Source
DS1 is a nut...otherwise known as teenager. This is a species of person that I remember being. I remember eating a snickers and coke every day for lunch and feeling smug that I was eating 'ok'. I remember knowing how stupid my parents were and why I could never make them understand.
I just never thought I'd be the stupid one.
Now, I am.
He's not so bad. I've heard bad...I have been scared of bad teenagers...but he's definitely emotional and so darn smart. Maybe the thing that drives me the most crazy is that he won't ever admit that he is wrong. Even when proven to be so...he will simply never admit it.
Do I admit it? Openly to my kids?
I think I do. I can remember plenty of times that I've said "I was wrong and I apologize for that".
I don't remember him ever saying that. Is that just something that enters your life when you become stupid?

Listing

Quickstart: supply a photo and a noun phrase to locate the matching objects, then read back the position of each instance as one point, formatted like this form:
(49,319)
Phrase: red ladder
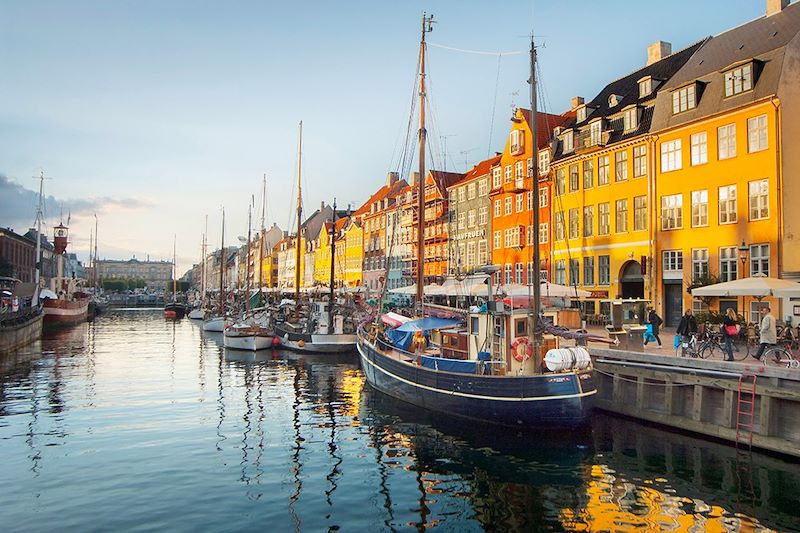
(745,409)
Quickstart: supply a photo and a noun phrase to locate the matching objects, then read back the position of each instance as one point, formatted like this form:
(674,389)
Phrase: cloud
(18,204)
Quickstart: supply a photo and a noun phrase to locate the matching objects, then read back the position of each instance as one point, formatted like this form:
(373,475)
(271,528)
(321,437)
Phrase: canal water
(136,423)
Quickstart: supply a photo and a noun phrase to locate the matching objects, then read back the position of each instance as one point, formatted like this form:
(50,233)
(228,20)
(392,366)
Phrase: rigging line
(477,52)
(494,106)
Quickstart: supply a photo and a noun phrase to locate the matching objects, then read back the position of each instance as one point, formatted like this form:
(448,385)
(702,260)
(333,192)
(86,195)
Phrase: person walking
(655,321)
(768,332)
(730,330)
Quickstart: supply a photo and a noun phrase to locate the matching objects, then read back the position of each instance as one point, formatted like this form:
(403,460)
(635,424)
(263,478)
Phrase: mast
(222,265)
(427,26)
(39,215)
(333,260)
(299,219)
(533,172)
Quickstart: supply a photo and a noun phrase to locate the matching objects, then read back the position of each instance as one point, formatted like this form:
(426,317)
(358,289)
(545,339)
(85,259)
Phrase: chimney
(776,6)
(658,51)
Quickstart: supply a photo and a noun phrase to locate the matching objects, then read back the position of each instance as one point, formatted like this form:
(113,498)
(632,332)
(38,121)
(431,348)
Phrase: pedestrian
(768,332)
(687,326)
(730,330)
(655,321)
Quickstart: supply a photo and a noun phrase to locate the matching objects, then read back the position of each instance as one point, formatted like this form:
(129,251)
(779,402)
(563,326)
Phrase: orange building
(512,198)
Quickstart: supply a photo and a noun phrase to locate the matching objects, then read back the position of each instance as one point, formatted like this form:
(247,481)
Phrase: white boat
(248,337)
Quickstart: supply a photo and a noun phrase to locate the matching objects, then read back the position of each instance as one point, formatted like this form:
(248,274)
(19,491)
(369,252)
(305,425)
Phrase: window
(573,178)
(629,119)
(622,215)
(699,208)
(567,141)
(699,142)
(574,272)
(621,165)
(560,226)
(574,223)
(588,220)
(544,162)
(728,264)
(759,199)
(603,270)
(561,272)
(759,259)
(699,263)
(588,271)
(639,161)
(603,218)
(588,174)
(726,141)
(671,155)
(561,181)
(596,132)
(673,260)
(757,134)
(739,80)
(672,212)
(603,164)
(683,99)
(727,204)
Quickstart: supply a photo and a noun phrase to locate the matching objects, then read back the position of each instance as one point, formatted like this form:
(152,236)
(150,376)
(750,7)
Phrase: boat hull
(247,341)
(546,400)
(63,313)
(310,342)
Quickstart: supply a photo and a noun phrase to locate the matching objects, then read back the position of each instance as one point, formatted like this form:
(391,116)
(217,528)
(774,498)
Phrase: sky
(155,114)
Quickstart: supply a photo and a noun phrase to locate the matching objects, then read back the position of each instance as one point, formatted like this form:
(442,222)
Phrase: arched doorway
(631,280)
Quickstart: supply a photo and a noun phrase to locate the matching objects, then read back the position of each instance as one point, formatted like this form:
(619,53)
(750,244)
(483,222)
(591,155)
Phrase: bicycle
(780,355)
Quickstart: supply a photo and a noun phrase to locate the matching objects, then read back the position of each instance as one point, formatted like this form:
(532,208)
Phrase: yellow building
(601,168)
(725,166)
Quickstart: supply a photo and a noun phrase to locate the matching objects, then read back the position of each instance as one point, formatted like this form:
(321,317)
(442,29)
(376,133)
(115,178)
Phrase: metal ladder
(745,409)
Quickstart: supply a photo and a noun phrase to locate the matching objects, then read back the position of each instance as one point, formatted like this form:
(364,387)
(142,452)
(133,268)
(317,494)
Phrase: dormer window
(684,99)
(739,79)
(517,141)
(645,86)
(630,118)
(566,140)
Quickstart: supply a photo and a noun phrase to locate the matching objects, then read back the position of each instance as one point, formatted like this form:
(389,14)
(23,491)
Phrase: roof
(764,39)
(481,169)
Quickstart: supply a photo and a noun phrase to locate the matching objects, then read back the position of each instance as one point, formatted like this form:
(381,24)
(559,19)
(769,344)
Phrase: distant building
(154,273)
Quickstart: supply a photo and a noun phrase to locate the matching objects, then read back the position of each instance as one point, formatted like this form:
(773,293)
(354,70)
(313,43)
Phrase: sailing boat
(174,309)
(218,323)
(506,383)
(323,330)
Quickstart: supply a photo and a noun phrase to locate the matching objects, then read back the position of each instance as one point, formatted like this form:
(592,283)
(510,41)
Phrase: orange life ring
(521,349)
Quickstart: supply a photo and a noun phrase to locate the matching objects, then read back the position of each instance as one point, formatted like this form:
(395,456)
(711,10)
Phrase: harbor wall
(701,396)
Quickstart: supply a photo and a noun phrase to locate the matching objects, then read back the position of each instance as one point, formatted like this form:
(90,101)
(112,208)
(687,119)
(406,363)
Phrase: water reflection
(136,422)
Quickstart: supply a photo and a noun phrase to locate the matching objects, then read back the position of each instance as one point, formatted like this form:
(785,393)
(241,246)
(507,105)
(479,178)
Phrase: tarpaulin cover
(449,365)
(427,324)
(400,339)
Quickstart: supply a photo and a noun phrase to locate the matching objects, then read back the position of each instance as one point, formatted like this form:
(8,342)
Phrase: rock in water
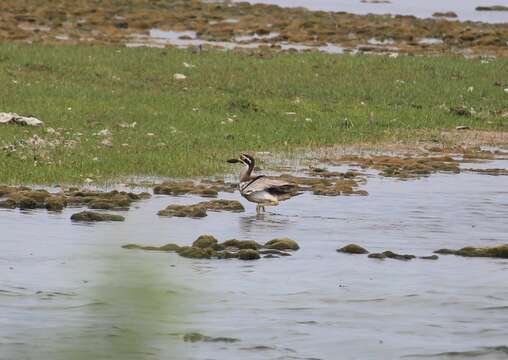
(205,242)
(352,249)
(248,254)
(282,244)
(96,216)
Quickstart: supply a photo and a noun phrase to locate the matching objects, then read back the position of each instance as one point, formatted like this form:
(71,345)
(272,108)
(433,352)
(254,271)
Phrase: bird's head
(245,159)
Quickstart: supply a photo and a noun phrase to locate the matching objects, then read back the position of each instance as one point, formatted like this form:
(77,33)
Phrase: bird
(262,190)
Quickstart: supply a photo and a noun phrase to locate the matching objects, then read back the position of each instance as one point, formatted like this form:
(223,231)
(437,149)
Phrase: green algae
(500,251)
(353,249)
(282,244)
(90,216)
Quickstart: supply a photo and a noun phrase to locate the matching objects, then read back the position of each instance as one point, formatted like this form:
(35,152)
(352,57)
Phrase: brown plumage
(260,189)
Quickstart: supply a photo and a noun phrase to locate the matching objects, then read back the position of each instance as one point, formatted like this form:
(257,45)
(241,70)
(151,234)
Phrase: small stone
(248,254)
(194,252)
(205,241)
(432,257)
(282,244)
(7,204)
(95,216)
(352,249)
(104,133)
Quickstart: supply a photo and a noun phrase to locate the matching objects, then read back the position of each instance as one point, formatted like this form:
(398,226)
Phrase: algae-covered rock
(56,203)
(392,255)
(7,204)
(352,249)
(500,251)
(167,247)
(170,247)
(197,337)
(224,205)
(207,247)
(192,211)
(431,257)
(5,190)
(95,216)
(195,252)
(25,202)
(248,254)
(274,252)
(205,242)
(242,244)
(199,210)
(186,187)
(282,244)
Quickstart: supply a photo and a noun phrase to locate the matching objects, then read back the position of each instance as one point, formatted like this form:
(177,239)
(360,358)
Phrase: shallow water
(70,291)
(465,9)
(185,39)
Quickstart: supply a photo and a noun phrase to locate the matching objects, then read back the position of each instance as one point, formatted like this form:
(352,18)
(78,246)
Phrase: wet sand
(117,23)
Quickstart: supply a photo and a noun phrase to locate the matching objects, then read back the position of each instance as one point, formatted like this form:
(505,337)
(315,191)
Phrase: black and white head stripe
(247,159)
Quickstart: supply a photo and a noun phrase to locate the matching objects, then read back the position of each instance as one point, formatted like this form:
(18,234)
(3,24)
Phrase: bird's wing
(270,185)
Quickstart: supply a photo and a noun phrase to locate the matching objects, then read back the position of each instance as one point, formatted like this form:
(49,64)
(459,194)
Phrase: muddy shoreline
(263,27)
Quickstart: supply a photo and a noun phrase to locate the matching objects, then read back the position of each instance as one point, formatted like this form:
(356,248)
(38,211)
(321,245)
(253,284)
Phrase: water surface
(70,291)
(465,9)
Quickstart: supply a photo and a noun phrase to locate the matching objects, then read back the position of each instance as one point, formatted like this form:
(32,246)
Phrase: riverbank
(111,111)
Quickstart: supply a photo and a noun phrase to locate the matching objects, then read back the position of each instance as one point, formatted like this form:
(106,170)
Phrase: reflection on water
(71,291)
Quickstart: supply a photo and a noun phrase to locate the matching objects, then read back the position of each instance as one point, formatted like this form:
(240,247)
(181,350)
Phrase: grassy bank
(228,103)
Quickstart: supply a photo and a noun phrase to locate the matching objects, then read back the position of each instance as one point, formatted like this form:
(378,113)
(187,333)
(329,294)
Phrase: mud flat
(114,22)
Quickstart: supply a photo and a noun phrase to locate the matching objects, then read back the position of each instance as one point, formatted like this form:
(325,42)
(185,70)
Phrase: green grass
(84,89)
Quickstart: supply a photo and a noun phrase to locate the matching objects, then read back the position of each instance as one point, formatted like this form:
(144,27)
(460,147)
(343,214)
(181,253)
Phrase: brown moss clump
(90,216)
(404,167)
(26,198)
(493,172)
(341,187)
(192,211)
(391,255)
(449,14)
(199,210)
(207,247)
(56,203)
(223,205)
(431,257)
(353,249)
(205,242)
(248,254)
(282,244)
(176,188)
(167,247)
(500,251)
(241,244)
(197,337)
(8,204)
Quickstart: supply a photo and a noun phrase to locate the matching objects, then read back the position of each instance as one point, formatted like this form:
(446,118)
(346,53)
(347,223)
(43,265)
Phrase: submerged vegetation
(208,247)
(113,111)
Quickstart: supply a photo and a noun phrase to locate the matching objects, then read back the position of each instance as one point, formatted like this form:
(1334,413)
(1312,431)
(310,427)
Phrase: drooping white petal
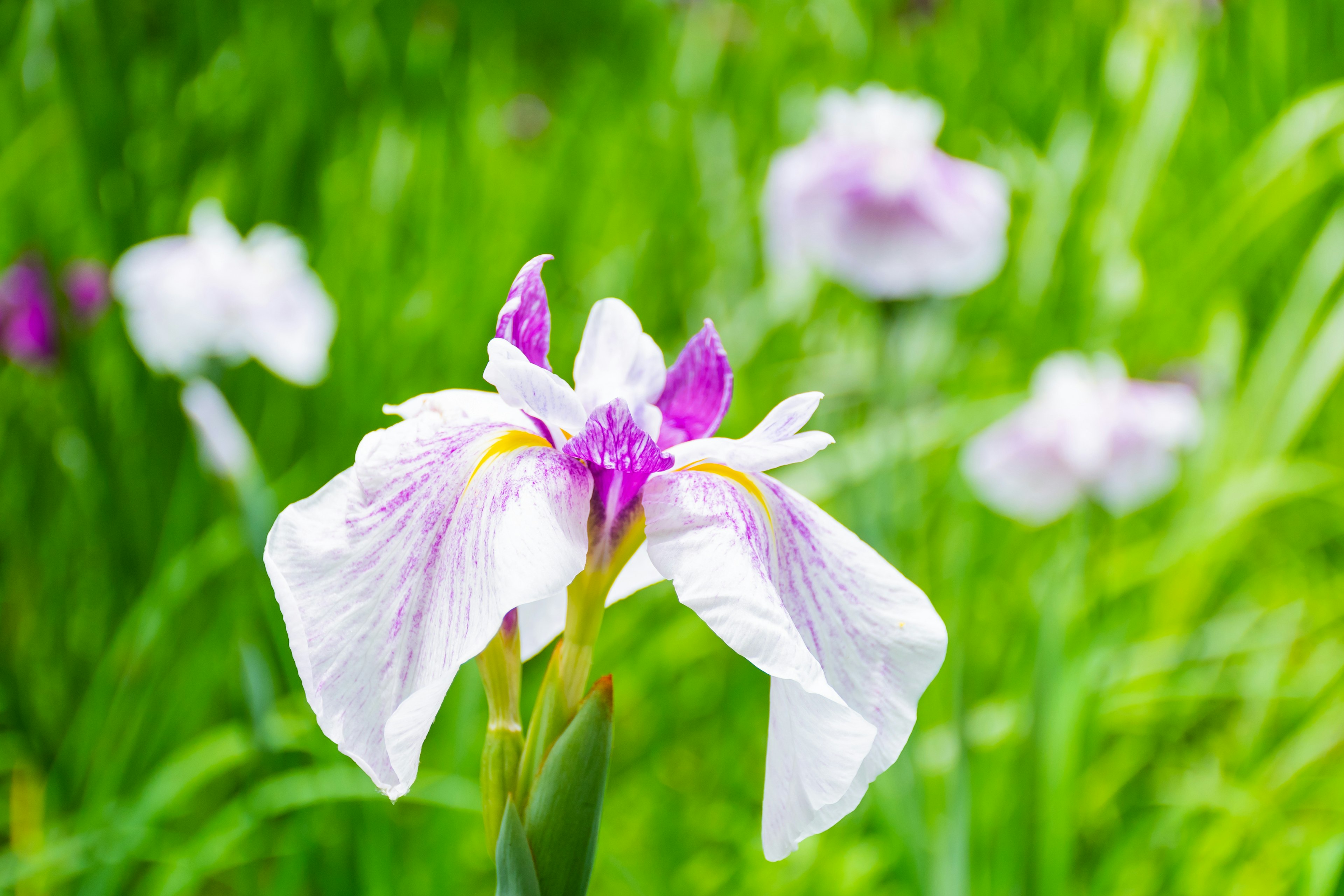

Given exercise
In the post about parenting a teenager, what did the writer eat for lunch every day as a teenager?

Task solution
A snickers and coke.